- _Your instructions_:
Your result should be the lines holding the word "guard", copied from the entries below.

----

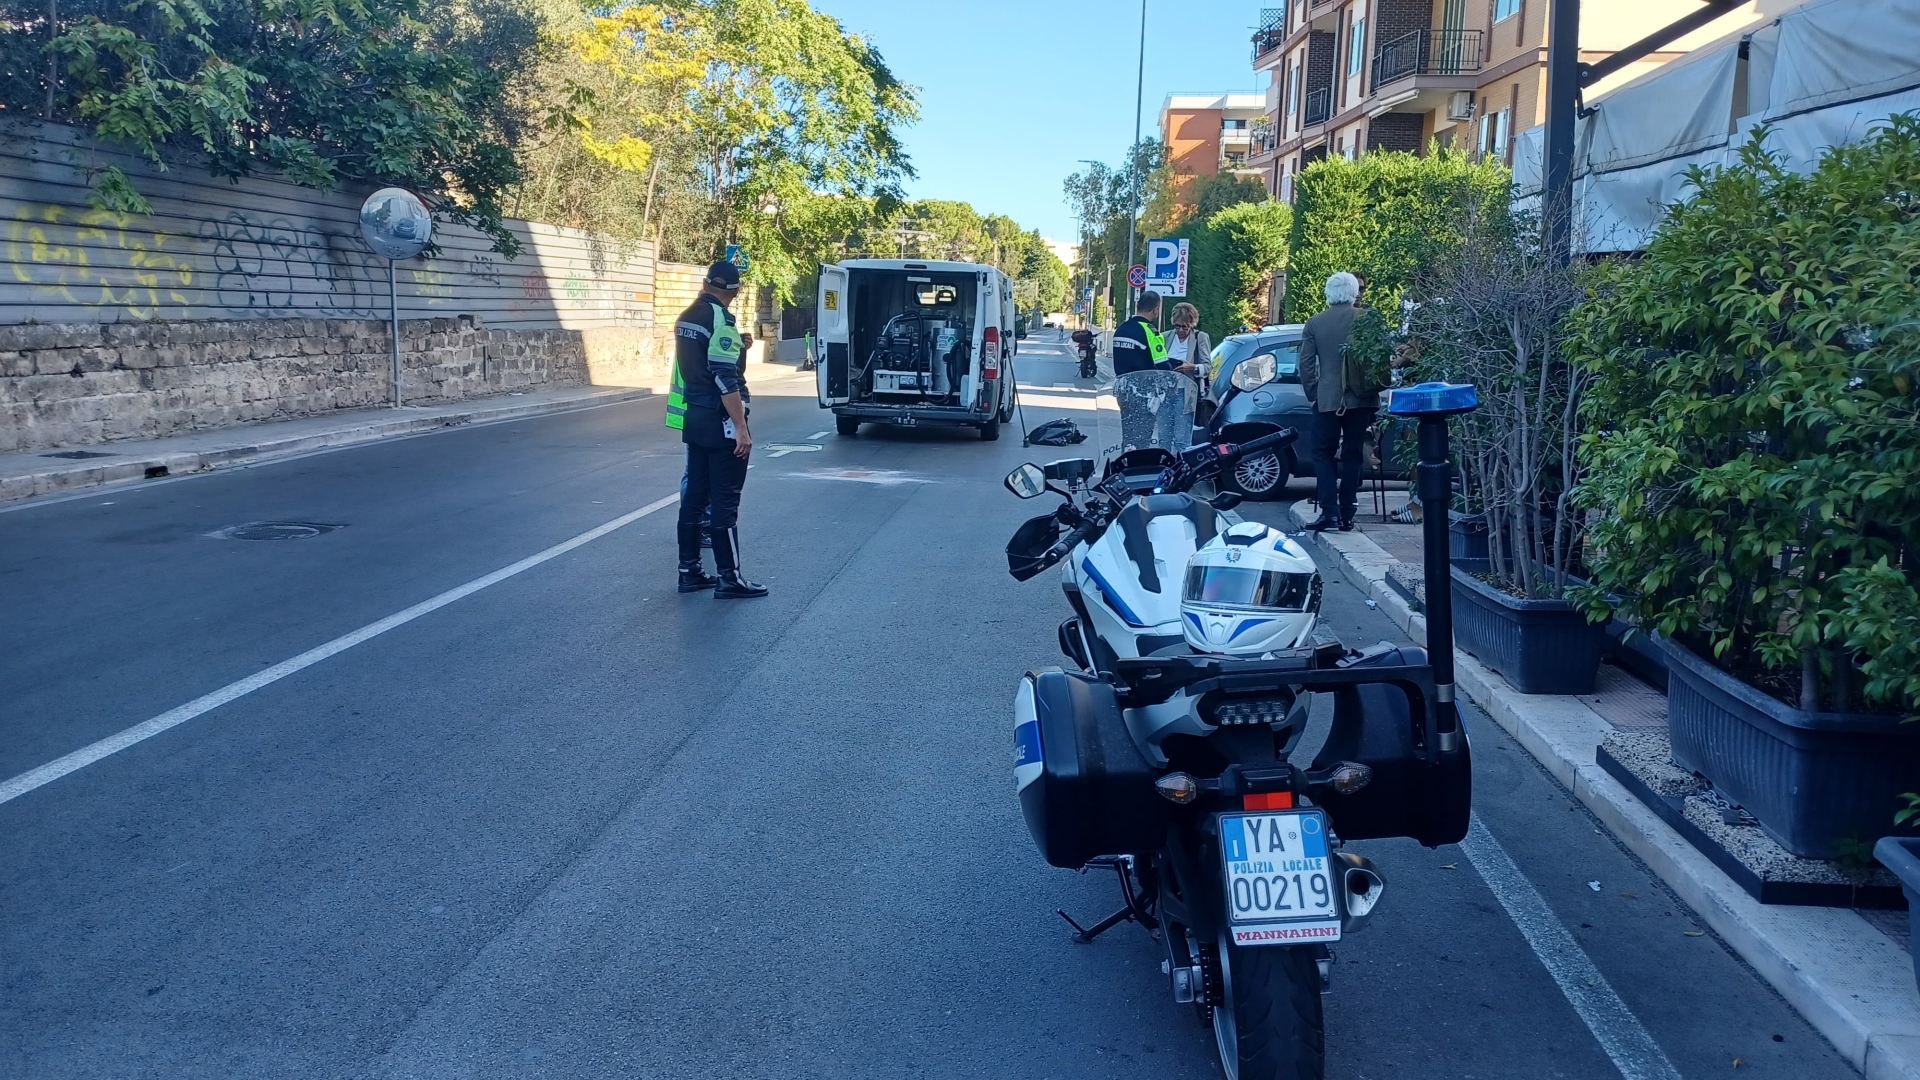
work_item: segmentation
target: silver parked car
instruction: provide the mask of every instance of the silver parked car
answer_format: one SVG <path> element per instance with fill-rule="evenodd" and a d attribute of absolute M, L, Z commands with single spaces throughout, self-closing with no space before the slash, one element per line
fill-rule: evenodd
<path fill-rule="evenodd" d="M 1287 478 L 1303 471 L 1296 451 L 1305 452 L 1313 431 L 1313 405 L 1300 386 L 1300 323 L 1273 326 L 1252 334 L 1234 334 L 1213 350 L 1212 389 L 1196 416 L 1208 437 L 1246 442 L 1283 427 L 1301 441 L 1284 450 L 1247 458 L 1220 477 L 1220 486 L 1249 499 L 1277 499 Z"/>

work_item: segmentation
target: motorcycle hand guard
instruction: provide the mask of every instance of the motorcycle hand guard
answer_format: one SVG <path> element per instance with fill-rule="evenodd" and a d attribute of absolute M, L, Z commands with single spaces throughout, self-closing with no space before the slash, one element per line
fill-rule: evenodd
<path fill-rule="evenodd" d="M 1026 581 L 1059 562 L 1049 557 L 1060 539 L 1060 520 L 1052 514 L 1028 518 L 1007 541 L 1007 573 L 1015 581 Z"/>

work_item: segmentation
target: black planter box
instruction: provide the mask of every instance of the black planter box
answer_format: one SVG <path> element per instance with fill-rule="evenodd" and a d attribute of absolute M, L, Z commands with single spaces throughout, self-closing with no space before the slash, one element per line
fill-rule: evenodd
<path fill-rule="evenodd" d="M 1487 549 L 1487 519 L 1479 514 L 1447 511 L 1447 554 L 1454 559 L 1491 559 Z"/>
<path fill-rule="evenodd" d="M 1873 857 L 1900 879 L 1907 894 L 1907 954 L 1913 958 L 1913 979 L 1920 986 L 1920 840 L 1903 836 L 1883 836 L 1873 845 Z"/>
<path fill-rule="evenodd" d="M 1600 672 L 1605 627 L 1565 600 L 1521 600 L 1473 576 L 1484 561 L 1453 566 L 1453 641 L 1523 694 L 1586 694 Z"/>
<path fill-rule="evenodd" d="M 1841 840 L 1870 843 L 1895 831 L 1900 793 L 1920 777 L 1920 726 L 1804 712 L 1684 646 L 1661 645 L 1675 764 L 1711 780 L 1802 858 L 1836 858 Z"/>

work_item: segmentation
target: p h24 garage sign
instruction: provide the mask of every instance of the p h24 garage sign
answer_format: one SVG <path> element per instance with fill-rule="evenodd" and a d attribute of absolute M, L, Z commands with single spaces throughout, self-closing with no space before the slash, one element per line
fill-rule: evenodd
<path fill-rule="evenodd" d="M 1147 241 L 1147 288 L 1162 296 L 1187 295 L 1187 242 Z"/>

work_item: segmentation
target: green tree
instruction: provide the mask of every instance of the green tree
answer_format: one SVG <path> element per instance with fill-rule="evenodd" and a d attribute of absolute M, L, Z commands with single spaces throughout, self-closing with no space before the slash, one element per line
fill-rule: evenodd
<path fill-rule="evenodd" d="M 221 176 L 398 184 L 513 247 L 507 73 L 537 19 L 512 0 L 75 0 L 57 21 L 3 2 L 28 31 L 0 35 L 9 113 L 90 126 L 163 167 L 189 153 Z M 51 95 L 25 72 L 50 72 Z M 95 185 L 110 208 L 150 209 L 117 169 Z"/>
<path fill-rule="evenodd" d="M 1330 157 L 1300 173 L 1289 246 L 1287 319 L 1326 306 L 1321 285 L 1345 270 L 1367 276 L 1367 302 L 1394 310 L 1400 294 L 1461 240 L 1465 210 L 1504 208 L 1511 176 L 1498 162 L 1433 147 L 1425 156 Z"/>

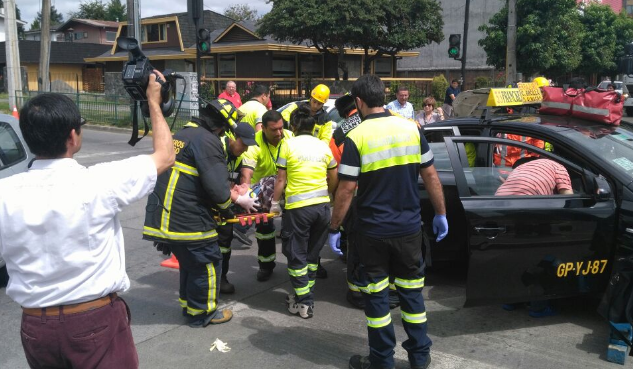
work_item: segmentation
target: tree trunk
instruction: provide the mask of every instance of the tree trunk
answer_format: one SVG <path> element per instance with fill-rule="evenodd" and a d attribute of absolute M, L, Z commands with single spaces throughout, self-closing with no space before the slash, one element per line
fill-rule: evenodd
<path fill-rule="evenodd" d="M 343 80 L 348 80 L 348 64 L 345 60 L 345 54 L 343 52 L 343 46 L 339 46 L 339 52 L 337 53 L 337 66 L 343 73 Z"/>

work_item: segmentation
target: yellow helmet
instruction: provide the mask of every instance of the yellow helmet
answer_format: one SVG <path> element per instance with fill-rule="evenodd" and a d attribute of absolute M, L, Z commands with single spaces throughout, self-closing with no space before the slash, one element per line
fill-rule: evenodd
<path fill-rule="evenodd" d="M 326 100 L 330 97 L 330 89 L 326 85 L 319 84 L 313 88 L 313 91 L 310 93 L 310 97 L 322 104 L 325 104 Z"/>
<path fill-rule="evenodd" d="M 537 83 L 537 87 L 545 87 L 550 86 L 550 82 L 544 77 L 537 77 L 533 80 L 533 82 Z"/>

----

- _Worked solution_:
target: motorcycle hand guard
instruction: provide the mask of every instance of the motorcycle hand guard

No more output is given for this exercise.